Task to complete: Going from the line that contains "point: man in" to the last line of the material below, repeat every line exactly.

The data:
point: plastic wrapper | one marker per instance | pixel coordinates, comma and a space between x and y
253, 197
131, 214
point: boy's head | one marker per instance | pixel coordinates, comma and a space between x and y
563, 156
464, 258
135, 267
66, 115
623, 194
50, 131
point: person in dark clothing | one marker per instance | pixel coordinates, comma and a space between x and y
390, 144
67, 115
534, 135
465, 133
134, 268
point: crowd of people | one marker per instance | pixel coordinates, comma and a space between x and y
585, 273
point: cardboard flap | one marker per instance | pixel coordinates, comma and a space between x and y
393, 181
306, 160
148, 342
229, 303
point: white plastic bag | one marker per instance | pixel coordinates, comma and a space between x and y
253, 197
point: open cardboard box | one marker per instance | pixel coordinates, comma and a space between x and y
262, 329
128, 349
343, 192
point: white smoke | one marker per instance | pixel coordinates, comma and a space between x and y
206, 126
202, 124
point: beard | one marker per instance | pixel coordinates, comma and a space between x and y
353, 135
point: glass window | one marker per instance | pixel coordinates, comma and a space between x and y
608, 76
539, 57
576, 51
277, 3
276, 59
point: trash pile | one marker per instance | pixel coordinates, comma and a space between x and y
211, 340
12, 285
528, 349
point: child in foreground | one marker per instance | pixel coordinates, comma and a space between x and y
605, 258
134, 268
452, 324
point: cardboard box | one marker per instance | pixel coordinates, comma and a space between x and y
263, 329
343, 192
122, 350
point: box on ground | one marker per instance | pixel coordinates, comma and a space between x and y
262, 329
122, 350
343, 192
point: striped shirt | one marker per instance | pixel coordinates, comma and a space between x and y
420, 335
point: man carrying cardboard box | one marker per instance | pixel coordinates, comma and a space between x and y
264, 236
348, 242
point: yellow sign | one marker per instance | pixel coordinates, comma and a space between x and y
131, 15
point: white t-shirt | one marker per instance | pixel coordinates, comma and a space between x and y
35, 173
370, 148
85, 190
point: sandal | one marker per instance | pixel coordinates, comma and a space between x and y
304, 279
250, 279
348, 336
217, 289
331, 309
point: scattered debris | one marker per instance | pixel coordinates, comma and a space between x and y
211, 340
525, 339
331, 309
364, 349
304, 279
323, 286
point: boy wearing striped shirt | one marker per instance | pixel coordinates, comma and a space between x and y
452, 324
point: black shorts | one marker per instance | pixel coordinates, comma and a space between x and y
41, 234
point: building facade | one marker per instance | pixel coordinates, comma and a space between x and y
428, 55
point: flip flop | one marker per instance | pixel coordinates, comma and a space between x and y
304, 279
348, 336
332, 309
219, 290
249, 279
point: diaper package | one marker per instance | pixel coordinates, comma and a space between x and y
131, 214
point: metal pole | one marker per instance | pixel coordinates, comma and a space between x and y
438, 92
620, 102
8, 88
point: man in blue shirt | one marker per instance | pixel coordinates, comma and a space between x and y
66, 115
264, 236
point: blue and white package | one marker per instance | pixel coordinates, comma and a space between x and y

Reply to the exercise:
point: man in blue shirt | one marker per instance | pixel coordinates, comma and a space between x and y
66, 115
264, 236
point: blue and white package | one marker per instance | pixel coordinates, comma and a space between x and y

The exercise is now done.